==== Provided records ====

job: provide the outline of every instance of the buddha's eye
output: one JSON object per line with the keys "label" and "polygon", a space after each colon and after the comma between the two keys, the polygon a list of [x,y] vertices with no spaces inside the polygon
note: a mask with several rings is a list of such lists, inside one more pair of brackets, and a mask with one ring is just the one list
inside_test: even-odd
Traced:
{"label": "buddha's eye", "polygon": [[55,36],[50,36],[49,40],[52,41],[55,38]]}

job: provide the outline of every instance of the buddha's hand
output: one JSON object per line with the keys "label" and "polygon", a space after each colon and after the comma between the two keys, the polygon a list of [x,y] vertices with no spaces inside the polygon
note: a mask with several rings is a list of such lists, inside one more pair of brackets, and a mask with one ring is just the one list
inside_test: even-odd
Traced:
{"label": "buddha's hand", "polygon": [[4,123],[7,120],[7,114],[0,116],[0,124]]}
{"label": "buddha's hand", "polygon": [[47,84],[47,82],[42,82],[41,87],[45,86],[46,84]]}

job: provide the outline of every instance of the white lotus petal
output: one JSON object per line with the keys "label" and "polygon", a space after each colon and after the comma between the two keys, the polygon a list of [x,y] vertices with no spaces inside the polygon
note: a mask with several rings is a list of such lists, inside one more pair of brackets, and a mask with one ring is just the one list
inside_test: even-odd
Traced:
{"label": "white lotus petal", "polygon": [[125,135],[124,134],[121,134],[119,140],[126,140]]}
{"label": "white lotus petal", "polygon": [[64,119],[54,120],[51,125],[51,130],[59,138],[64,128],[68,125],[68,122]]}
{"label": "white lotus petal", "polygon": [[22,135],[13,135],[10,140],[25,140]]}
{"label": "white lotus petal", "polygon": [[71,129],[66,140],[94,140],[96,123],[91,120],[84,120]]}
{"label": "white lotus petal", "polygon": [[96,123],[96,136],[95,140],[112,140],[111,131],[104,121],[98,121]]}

====

- Aim: Could you output all of the material above again, line for line and unchanged?

- Result of the exercise:
job: provide the outline of every instance of the buddha's eye
output: one JSON object per line with the keys "label" and "polygon", a space after each colon and after the comma between the two keys, the polygon a list of [x,y] vertices with no spaces inside the polygon
note: a mask with several rings is a list of such lists, inside one more pair of brackets, and a mask with one ring is just the one list
inside_test: even-odd
Traced:
{"label": "buddha's eye", "polygon": [[55,36],[50,36],[49,40],[52,41],[55,38]]}

job: provide the outline of every instance of the buddha's hand
output: one JSON object per line with the keys "label" and "polygon", a space after each colon and after the comma between the two keys, the polygon a list of [x,y] vertices with no spaces inside the polygon
note: a mask with several rings is a list of such lists, inside one more pair of brackets, and a mask with one ring is just the one list
inside_test: even-odd
Traced:
{"label": "buddha's hand", "polygon": [[4,123],[7,120],[7,114],[0,116],[0,124]]}
{"label": "buddha's hand", "polygon": [[47,84],[47,82],[42,82],[41,87],[45,86],[46,84]]}

job: provide the outline of every instance of the white lotus petal
output: one JSON object per line with the keys "label" and "polygon", a space after each colon and after the comma between the two keys, the polygon a list of [x,y] vertices with no spaces inside the polygon
note: a mask with several rings is a list of such lists, inside one more pair of brackets, and a mask with one ring is just the one list
inside_test: even-odd
Traced:
{"label": "white lotus petal", "polygon": [[125,135],[124,134],[121,134],[119,140],[126,140]]}
{"label": "white lotus petal", "polygon": [[64,119],[54,120],[51,125],[51,130],[59,138],[64,128],[68,125],[68,122]]}
{"label": "white lotus petal", "polygon": [[22,135],[13,135],[10,140],[25,140]]}
{"label": "white lotus petal", "polygon": [[71,129],[66,140],[94,140],[96,123],[91,120],[84,120]]}
{"label": "white lotus petal", "polygon": [[96,123],[96,136],[95,140],[112,140],[111,131],[104,121],[98,121]]}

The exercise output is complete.